Tasks to perform:
[1] Answer these questions from the blog entries:
(a) Which photoreceptors respond better to low light but do not process color?
(b) Which flowers are named in the Chekhov passage as seeming all the same color?
(c) Which Tarkovsky film is the image in the second entry a still from?
[2] From the blog entries, reproduce word for word the passage that begins at the words "The mechanisms of" and stops after "colour or not.".

Extracted text:
----

Monday, April 15, 2013

Flowers all the same colour


There are two kinds of photoreceptor in the eye: cones that are sensitive to colour, but are not triggered by low levels of illumination, and rods which are more sensitive to low levels of light but do not process colour. This is what accounts for the black-and-white feel of scenes at night, and the greys before the dawn.

Chekhov, in his story 'The House with the Mezzanine', has one of his characters obseve this: "Луна уже стояла высоко над домом я освещала спящий сад, дорожки; георгины и розы в цветнике перед домом были отчетливо видны и казались все одного цвета." (The moon stood high now over the house and illuminated the sleeping garden, the paths. Dahlias and roses in the flowerbeds in front of the house were clearly visible and all of them seemed the same colour).

The mechanisms of lens and camera will deliver a different picture of the world, unless great care is taken with filters or processing. The opening scene of Tarkovsky's Nostalghia (see picture above) conveys almost miraculously the sense of the landscape before dawn, the colour levels are so low that the eye struggles to make out whether there is any colour or not.

Monday, March 25, 2013

Precious knowledge

"There was much that he wanted to learn, but he could not believe that he would learn it as other people learned what they learned. He believed in something called precious knowledge. As a child, he had hoped to find some of that knowledge in some discarded or forgotten book. Later, he came to understand that such knowledge as he was looking for was not readily passed from one person to another." Gerald Murnane, Emerald Blue, p.84

The image above is a still from Tarkovsky's The Mirror - you can tell that it is the boy leafing through the book (the boy in the 'contemporary' time frame of the film) because of the clumsy way in which the pages are turned and the tissue paper over the plates is creased. Later in the film we are led to suspect that this is the book was stolen by his father when he was a boy. The dialogue below is the sister threatening to tell ... "I'll tell them you stole the book."

----

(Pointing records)
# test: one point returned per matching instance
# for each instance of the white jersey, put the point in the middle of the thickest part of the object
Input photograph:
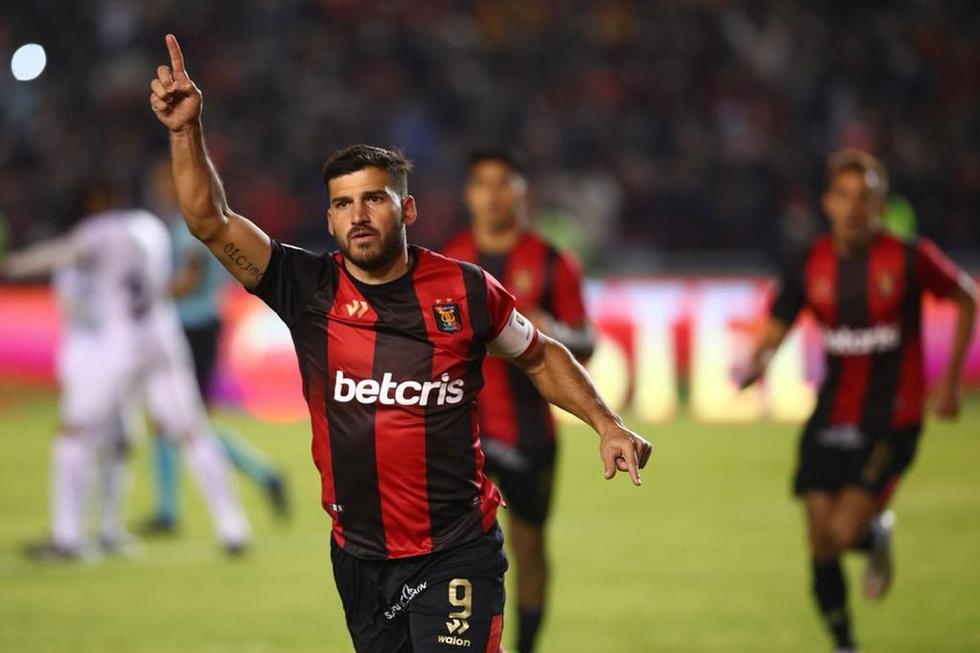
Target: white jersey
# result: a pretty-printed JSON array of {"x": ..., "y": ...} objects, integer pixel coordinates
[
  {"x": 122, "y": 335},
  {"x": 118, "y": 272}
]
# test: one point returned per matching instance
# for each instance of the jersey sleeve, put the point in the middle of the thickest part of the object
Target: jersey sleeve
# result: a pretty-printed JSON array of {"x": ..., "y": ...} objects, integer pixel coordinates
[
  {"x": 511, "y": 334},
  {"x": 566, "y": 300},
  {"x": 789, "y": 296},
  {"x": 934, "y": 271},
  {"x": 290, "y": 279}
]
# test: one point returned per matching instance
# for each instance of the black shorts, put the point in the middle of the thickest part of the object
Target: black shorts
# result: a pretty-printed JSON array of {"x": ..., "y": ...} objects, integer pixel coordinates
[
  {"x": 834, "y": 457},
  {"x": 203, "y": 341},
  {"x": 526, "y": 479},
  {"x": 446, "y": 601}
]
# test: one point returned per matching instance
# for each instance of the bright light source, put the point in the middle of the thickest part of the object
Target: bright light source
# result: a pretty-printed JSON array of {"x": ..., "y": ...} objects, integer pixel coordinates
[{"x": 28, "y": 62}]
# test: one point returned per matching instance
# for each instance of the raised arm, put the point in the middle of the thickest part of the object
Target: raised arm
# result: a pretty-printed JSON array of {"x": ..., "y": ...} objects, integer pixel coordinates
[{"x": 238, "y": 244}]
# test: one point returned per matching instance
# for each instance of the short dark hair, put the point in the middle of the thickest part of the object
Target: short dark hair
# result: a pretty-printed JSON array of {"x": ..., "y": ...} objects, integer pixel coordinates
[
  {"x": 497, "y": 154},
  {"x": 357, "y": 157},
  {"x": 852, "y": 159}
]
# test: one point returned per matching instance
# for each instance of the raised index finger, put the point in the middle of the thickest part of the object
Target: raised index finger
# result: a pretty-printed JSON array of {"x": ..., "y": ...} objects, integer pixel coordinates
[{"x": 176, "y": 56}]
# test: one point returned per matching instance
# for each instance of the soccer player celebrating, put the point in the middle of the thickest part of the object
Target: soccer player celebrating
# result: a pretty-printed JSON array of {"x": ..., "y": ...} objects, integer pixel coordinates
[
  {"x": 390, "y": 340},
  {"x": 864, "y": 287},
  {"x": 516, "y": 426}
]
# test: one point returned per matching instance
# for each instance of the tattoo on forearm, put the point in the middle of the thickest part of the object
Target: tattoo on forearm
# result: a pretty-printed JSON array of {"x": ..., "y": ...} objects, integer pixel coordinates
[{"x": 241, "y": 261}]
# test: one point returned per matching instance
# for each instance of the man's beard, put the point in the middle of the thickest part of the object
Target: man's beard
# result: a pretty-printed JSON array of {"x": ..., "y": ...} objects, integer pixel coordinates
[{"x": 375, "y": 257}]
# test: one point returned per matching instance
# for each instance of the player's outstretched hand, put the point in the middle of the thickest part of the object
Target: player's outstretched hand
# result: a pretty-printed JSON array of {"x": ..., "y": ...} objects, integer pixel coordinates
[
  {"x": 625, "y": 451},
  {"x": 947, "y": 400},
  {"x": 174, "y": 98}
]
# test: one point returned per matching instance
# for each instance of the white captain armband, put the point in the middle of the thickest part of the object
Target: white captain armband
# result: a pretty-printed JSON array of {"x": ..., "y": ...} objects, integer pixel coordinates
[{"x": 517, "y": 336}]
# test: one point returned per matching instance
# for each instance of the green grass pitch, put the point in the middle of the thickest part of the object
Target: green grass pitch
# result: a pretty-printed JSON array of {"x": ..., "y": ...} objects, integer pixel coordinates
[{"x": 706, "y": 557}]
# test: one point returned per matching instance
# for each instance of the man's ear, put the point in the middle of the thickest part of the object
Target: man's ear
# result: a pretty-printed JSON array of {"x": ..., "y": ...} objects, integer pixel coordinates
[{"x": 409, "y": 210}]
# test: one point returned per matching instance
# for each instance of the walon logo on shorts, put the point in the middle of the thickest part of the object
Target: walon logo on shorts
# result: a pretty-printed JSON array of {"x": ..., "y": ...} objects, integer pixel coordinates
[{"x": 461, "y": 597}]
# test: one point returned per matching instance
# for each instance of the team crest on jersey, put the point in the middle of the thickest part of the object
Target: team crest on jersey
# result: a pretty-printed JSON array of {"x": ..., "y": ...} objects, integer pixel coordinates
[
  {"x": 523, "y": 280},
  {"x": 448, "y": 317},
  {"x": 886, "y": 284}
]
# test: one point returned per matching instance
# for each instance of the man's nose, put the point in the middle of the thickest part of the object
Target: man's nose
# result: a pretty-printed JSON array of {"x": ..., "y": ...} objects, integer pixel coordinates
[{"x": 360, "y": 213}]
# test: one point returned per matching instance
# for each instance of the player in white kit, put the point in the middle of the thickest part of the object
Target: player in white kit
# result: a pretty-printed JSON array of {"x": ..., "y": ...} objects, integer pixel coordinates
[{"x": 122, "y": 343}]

----

Task solutions:
[1]
(a) Rods
(b) Dahlias and roses
(c) The Mirror

[2]
The mechanisms of lens and camera will deliver a different picture of the world, unless great care is taken with filters or processing. The opening scene of Tarkovsky's Nostalghia (see picture above) conveys almost miraculously the sense of the landscape before dawn, the colour levels are so low that the eye struggles to make out whether there is any colour or not.